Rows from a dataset
* * * * * * * * *

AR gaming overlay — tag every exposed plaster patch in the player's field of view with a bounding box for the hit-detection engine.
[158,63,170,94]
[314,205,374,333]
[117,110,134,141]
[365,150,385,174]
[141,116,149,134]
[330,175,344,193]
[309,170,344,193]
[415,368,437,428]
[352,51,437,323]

* * * * * * * * *

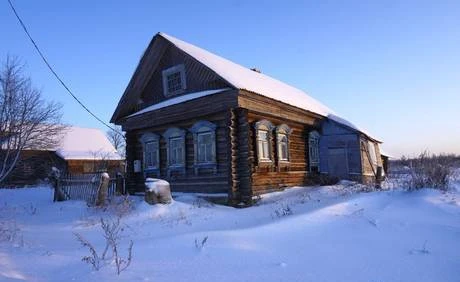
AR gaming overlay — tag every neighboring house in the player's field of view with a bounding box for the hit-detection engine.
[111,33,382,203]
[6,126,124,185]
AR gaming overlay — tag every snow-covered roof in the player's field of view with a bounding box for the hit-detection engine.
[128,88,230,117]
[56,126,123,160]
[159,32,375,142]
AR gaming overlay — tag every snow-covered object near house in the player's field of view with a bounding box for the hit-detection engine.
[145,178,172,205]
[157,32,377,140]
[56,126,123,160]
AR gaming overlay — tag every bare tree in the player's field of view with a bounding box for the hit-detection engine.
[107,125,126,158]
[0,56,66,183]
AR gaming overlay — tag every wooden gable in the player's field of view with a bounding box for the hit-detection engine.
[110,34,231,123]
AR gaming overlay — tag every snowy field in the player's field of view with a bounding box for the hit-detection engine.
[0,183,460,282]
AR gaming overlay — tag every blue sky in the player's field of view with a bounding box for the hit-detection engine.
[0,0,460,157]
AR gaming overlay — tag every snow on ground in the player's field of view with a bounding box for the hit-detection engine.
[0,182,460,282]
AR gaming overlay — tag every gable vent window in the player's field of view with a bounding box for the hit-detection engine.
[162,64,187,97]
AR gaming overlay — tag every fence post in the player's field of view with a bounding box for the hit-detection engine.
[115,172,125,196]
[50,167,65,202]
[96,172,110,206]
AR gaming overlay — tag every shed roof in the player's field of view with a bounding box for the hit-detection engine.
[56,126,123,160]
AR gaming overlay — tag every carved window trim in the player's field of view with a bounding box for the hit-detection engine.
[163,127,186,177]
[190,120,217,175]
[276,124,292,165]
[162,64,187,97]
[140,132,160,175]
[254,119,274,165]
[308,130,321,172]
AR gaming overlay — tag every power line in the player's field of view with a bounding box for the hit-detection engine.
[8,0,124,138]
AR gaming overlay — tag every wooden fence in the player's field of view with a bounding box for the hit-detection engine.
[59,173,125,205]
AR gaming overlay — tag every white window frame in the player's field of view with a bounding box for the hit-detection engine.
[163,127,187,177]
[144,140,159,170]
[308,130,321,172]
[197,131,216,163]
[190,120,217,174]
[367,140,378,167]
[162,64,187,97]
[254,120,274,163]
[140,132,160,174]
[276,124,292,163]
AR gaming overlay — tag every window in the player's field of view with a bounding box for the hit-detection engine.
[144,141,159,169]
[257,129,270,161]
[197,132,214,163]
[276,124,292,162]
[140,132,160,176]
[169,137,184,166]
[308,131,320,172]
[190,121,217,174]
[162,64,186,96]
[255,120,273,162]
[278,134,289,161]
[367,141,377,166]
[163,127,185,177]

* * * * * * * * *

STATED PROBLEM: Could you write out again the lines from the one with "AR gaming overlay — tag every blue" through the one with "[0,0,460,157]", adding 102 to every bounding-box coordinate and leaving the other text unchanged? Give only those lines.

FULL SOLUTION:
AR gaming overlay — tag every blue sky in the player's field of view with a bounding box for the hit-detection engine.
[102,102,562,259]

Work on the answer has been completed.